[Start]

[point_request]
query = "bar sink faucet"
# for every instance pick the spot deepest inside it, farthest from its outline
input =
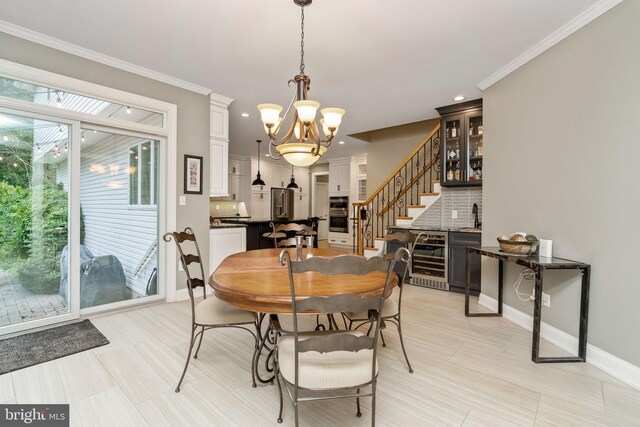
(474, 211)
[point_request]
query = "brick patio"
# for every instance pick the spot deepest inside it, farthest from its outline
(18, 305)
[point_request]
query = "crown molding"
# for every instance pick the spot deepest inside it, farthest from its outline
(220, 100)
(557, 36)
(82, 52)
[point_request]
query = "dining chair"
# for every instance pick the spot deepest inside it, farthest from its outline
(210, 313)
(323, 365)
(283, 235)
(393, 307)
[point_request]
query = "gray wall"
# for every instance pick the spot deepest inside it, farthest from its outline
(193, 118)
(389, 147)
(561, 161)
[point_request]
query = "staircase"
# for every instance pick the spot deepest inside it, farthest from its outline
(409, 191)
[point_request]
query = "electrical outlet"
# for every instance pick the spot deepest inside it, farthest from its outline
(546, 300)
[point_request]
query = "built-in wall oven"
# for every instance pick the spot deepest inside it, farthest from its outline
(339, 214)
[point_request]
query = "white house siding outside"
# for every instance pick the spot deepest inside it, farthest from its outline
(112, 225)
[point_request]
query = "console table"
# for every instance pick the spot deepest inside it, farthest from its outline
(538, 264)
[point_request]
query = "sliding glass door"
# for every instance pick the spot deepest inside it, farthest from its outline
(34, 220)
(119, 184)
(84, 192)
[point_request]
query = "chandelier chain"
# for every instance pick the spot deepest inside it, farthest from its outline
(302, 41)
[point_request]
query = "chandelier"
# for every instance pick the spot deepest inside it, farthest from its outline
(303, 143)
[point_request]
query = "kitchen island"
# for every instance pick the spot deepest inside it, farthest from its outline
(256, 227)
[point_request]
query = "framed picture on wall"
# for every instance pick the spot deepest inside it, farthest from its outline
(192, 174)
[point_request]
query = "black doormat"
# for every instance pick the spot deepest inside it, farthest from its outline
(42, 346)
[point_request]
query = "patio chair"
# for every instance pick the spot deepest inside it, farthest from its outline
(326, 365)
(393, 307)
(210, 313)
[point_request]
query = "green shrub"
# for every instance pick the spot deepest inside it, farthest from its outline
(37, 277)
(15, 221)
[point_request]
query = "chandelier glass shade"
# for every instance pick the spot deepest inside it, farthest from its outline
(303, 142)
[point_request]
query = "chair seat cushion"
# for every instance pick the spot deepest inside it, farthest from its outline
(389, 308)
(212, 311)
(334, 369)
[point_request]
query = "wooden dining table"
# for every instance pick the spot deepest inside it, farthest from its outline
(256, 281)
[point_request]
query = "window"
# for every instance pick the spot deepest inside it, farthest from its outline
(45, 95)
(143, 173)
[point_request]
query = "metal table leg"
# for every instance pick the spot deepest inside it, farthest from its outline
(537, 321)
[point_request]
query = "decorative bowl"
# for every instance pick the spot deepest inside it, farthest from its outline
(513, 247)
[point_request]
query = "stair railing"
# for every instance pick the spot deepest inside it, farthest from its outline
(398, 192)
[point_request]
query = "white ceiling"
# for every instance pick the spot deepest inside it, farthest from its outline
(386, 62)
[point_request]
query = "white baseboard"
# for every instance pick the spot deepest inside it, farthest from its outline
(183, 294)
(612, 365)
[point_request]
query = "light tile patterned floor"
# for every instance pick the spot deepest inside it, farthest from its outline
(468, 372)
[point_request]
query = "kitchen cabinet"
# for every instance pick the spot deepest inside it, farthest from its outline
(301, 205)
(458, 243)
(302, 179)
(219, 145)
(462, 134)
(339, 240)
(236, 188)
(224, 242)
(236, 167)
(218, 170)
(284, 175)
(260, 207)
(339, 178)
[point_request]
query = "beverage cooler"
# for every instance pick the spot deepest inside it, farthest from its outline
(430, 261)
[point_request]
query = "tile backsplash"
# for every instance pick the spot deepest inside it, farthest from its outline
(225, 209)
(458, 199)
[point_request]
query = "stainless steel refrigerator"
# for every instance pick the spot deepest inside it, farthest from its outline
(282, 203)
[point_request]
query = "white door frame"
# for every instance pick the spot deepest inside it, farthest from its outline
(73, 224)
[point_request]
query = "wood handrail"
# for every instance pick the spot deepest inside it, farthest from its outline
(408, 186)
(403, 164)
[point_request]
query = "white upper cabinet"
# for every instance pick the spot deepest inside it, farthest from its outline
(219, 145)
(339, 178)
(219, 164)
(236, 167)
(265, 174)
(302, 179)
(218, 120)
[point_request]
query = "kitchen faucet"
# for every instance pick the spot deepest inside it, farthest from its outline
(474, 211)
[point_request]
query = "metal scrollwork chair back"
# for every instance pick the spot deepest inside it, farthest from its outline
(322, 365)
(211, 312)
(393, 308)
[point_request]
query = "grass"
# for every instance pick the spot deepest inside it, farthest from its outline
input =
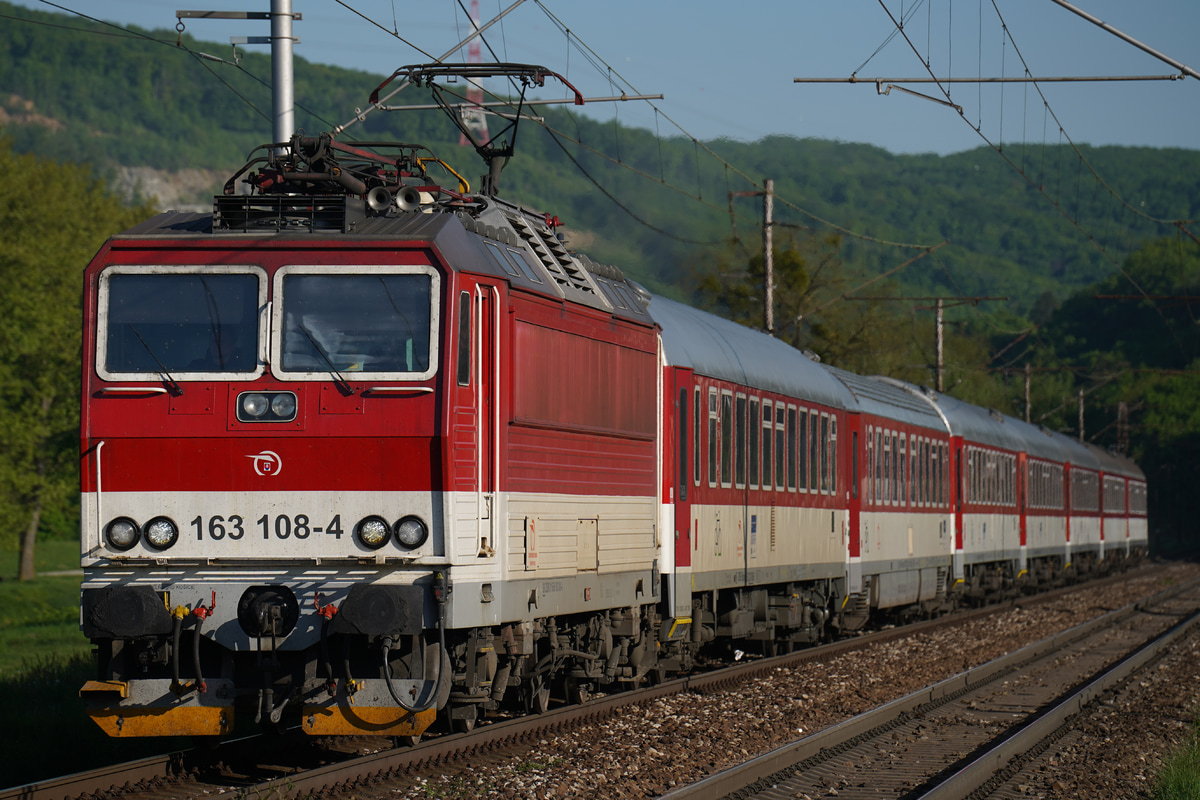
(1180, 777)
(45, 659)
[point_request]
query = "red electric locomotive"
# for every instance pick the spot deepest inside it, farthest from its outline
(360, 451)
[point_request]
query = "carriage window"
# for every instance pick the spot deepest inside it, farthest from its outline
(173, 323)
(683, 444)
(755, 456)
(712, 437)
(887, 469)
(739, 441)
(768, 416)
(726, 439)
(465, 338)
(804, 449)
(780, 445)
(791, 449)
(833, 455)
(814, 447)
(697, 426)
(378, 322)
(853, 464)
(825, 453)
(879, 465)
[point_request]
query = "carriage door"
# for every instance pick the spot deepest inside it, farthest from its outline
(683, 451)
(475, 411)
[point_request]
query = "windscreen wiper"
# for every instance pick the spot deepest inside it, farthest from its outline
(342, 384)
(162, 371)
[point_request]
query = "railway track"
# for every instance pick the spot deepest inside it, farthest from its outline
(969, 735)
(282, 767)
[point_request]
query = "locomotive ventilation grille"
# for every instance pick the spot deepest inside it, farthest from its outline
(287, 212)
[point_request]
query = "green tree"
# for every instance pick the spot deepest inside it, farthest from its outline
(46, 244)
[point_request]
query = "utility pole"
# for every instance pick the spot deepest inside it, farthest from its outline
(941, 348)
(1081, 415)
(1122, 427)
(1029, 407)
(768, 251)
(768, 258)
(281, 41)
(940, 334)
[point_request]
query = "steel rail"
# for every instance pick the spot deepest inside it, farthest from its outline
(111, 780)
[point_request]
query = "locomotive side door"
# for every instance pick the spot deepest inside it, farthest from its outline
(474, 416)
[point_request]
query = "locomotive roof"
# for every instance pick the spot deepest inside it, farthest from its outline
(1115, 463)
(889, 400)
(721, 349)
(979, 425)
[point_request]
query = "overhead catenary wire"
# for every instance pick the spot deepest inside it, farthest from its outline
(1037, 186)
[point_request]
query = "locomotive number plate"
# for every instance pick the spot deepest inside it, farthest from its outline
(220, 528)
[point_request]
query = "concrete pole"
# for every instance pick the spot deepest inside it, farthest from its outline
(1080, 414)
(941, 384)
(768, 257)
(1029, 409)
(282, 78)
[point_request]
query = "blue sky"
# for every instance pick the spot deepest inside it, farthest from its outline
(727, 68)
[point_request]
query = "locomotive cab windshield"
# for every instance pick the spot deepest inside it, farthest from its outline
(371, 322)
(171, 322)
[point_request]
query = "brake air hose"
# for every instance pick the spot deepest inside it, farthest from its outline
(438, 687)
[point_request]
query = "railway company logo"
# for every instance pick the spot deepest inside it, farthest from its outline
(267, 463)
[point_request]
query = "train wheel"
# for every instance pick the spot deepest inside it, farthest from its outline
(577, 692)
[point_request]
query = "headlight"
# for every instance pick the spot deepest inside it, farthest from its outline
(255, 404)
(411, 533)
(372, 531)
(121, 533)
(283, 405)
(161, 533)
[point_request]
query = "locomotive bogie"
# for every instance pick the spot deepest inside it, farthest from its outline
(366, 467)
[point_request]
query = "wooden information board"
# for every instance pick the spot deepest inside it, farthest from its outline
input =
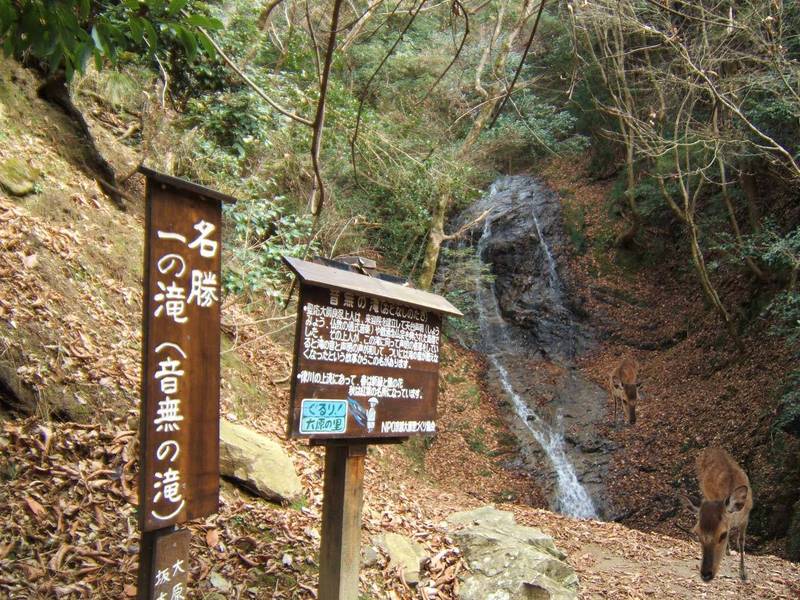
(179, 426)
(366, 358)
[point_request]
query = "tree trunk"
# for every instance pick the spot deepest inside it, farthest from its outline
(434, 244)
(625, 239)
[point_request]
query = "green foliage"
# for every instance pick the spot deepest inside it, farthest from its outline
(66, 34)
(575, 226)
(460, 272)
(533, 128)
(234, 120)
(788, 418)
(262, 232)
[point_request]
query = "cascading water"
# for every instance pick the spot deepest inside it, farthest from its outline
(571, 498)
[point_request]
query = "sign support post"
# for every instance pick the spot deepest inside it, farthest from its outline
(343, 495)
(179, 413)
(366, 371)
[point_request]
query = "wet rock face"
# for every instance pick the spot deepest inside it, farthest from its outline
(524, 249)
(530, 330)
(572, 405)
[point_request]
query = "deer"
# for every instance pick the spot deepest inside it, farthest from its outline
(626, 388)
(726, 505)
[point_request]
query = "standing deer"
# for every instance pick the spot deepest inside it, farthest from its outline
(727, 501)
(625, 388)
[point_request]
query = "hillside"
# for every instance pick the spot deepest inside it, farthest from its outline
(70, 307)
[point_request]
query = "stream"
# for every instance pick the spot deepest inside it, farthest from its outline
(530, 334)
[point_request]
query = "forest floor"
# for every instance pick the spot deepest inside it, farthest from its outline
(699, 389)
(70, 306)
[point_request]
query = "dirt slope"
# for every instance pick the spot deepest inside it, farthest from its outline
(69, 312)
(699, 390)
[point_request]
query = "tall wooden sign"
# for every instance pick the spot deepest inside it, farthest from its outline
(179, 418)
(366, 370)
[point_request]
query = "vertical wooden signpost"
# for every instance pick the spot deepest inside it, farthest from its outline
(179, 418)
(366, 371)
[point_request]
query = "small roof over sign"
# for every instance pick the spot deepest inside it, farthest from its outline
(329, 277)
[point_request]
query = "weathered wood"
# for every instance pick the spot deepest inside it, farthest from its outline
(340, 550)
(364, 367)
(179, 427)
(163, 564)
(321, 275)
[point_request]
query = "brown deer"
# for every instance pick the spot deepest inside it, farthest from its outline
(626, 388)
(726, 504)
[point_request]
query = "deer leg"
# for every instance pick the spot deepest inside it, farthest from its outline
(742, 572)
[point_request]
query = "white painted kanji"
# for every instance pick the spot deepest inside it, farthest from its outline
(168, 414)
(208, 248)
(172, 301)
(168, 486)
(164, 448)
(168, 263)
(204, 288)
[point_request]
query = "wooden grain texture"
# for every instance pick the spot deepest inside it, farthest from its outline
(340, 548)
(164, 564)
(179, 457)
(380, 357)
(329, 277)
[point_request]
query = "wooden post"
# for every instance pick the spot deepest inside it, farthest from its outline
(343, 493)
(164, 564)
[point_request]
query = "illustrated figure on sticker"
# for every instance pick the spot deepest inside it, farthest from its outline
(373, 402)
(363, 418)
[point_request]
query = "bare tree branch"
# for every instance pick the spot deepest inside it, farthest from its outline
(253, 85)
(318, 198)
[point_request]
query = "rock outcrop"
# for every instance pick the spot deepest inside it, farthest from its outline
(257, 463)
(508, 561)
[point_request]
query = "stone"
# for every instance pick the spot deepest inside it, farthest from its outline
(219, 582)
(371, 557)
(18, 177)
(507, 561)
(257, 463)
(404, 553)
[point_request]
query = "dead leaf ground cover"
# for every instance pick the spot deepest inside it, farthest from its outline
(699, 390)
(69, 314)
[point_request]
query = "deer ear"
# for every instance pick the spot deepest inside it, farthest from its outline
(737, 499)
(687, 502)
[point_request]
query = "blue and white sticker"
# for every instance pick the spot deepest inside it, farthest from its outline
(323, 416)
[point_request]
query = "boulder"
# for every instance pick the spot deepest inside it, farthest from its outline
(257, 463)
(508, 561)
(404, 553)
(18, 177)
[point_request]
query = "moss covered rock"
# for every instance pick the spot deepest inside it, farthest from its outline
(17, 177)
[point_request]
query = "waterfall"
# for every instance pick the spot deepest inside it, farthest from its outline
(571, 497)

[End]

> _Exercise_
Pull out every line of the data above that contains the word "wall", matching case exactly.

> _Answer below_
query = "gray wall"
query = "built-in wall oven"
query = "framed picture on wall"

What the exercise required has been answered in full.